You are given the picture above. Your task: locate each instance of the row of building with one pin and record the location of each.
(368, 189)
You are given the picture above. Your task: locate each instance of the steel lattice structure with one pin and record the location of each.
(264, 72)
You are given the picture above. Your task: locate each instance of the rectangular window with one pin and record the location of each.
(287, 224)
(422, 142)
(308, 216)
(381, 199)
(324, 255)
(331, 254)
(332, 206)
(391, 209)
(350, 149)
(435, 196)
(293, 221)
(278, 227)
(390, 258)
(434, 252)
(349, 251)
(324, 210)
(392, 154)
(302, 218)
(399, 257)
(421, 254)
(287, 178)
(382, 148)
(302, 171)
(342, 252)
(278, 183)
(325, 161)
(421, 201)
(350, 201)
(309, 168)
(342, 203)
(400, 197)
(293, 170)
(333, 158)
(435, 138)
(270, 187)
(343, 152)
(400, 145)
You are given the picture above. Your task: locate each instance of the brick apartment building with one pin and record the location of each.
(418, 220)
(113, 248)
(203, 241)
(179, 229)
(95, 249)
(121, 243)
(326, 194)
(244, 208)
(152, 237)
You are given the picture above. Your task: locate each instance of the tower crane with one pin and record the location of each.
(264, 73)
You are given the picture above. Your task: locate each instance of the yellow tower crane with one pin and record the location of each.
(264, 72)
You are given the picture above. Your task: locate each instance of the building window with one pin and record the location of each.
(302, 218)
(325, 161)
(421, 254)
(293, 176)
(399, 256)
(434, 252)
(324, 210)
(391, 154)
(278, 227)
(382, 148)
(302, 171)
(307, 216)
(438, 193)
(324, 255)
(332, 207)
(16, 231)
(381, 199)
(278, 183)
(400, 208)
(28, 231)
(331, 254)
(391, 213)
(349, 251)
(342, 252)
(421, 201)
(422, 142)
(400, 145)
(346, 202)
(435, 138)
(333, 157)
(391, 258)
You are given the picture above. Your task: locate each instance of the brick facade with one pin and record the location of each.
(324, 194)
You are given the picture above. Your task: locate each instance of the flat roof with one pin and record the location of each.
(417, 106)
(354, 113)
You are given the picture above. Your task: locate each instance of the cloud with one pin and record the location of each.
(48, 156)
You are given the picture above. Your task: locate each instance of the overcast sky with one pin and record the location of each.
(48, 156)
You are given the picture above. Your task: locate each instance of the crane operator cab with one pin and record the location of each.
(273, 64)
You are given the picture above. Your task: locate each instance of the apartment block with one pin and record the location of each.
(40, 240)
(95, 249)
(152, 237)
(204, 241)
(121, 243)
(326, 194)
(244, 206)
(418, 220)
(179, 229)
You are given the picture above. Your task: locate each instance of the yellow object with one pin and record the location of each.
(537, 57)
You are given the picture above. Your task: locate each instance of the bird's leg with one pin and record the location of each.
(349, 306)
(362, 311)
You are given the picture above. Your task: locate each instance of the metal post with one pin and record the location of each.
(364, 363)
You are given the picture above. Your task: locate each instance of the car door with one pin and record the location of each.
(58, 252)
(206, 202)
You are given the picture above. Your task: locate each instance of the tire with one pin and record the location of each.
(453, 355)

◆ **INSTRUCTIONS FOR THE TASK**: Offset the pin coordinates in the part of the material that opens with the line containing "of the tire" and closes at the end of the material, adding 149 to every number in each coordinate pair. Reproduce every line of that part, request lines included.

◆ **EXERCISE RESULT**:
You are given the picture above. Your task: locate each instance of the tire with one pin and record the location of each.
(602, 504)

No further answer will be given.